» TEKS BACAAN:

- - - -

BERI.ID – Gerai ritel modern seperti Indomaret dan Alfamart di berbagai sudut Samarinda diadukan Ketua Persatuan Pedagang Sembako dan Minyak (P2SM), melakukan pelanggaran terhadap ketentuan jarak minimal 500 meter dan jam buka yang semestinya tidak melebihi pukul 23.00 WITA, terlebih sejumlah minimarket diketahui tetap beroperasi 24 jam.
Persoalan juga terletak di Peraturan Wali Kota (Perwali) Nomor 9 Tahun 2015 tentang Penataan dan Pembinaan Pasar Rakyat, Pusat Perbelanjaan, dan Toko Swalayan, yang sudah tidak relevan dengan situasi saat ini.
Hampir 90 persen peraturan di atasnya sudah dicabut atau berubah.
Akibatnya, pengendalian izin jadi sulit karena dasar hukumnya sudah tidak sinkron.

- - - -

» DAFTAR YANG DIBERIKAN:

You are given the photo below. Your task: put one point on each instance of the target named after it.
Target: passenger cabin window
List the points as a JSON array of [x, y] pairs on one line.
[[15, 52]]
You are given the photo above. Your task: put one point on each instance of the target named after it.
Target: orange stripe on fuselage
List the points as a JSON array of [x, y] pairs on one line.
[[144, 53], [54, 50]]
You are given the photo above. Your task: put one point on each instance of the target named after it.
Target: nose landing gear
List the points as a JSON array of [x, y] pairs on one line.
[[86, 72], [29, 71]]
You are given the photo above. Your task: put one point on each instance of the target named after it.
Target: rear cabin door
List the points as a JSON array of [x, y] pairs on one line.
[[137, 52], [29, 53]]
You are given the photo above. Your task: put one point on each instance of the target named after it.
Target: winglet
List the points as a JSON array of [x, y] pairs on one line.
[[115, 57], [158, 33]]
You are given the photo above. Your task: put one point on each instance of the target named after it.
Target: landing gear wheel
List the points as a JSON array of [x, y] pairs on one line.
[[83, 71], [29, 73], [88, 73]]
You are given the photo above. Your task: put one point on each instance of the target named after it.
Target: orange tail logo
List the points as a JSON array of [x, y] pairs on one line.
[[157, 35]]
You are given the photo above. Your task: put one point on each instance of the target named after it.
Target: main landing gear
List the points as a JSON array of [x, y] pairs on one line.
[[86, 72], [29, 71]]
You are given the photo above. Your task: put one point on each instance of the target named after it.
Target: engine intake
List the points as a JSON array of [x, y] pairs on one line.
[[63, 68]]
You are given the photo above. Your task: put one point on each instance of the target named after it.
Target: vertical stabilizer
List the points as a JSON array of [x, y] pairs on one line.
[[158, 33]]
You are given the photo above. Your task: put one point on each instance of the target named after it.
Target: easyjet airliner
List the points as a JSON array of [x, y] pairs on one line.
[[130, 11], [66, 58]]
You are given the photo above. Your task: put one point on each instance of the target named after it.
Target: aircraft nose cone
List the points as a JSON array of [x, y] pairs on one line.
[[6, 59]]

- - - -

» PETUNJUK:
Salin persis sebagian teks bacaan tentang minimarket di Samarinda, mulai dari kata-kata yang memuat "Persoalan juga terletak" dan berhenti setelah "sudah tidak sinkron.".

» JAWABAN LENGKAP:
Persoalan juga terletak di Peraturan Wali Kota (Perwali) Nomor 9 Tahun 2015 tentang Penataan dan Pembinaan Pasar Rakyat, Pusat Perbelanjaan, dan Toko Swalayan, yang sudah tidak relevan dengan situasi saat ini.
Hampir 90 persen peraturan di atasnya sudah dicabut atau berubah.
Akibatnya, pengendalian izin jadi sulit karena dasar hukumnya sudah tidak sinkron.